* [Your goal]: Copy the listing below word for word, beginning at its first line and stopping after the line that contains "point(145, 215)".

Start of Records to process

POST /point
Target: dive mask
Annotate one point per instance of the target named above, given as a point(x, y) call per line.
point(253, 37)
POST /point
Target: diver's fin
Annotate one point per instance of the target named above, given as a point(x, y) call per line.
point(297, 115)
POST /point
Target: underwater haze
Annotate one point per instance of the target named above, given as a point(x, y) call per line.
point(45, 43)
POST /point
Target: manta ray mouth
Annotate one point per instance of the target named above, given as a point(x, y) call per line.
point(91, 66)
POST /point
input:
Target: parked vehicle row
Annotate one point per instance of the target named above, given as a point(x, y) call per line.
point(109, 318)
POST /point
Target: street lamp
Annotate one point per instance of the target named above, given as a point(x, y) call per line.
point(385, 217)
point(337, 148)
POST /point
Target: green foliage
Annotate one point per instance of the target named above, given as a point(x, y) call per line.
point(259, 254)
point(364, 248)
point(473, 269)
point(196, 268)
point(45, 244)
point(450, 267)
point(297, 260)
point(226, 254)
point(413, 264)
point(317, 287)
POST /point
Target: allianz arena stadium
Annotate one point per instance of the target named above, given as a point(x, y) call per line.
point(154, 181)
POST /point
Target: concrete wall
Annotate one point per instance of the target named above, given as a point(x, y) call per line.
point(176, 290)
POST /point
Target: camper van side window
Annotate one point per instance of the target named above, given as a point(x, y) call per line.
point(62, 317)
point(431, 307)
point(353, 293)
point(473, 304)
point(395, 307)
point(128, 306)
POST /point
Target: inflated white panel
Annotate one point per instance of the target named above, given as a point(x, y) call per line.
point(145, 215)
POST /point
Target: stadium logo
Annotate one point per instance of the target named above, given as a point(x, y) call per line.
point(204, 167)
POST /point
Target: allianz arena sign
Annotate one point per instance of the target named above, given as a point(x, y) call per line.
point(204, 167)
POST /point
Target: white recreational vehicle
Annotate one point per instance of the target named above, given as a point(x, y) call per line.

End of Records to process

* [Solution]:
POST /point
Target: dive mask
Annotate one point per instance of the target named above, given as a point(x, y) call per line.
point(253, 37)
POST /point
Target: diver's fin
Annotate one point per instance of the target named above, given as a point(x, y) call per line.
point(297, 115)
POST /point
Target: underwater haze
Annotate one point per instance of the target named above, given as a point(x, y) call per line.
point(45, 43)
POST /point
Target: manta ray mouth
Annotate one point per instance of the target named above, given as a point(x, y) call per line.
point(91, 66)
POST /point
input:
Target: parked vehicle row
Annotate one point per instance of the target named above, given as a point(x, y) call per line.
point(109, 318)
POST /point
Target: street lamp
Annotate one point per instance of the target named above, given as a point(x, y) call per line.
point(385, 217)
point(337, 148)
POST /point
Target: green foliage
Annotate one point per instance of the target named above, given as a point(x, y) call per line.
point(259, 254)
point(364, 248)
point(473, 269)
point(196, 268)
point(45, 244)
point(450, 267)
point(297, 260)
point(226, 254)
point(413, 264)
point(317, 287)
POST /point
Target: allianz arena stadium
Annotate one point per instance of the target named above, given as a point(x, y) call per line.
point(154, 181)
POST /point
Target: concrete wall
Annotate one point per instance of the target named above, given as a point(x, y) call per line.
point(176, 290)
POST /point
Target: camper van side window
Annotate one point per instance of the target named above, given as a point(x, y) call per line.
point(62, 317)
point(431, 307)
point(353, 293)
point(473, 304)
point(395, 307)
point(128, 306)
POST /point
Target: inflated white panel
Annotate one point per instance of the target named above, given as a point(x, y) call per line.
point(145, 215)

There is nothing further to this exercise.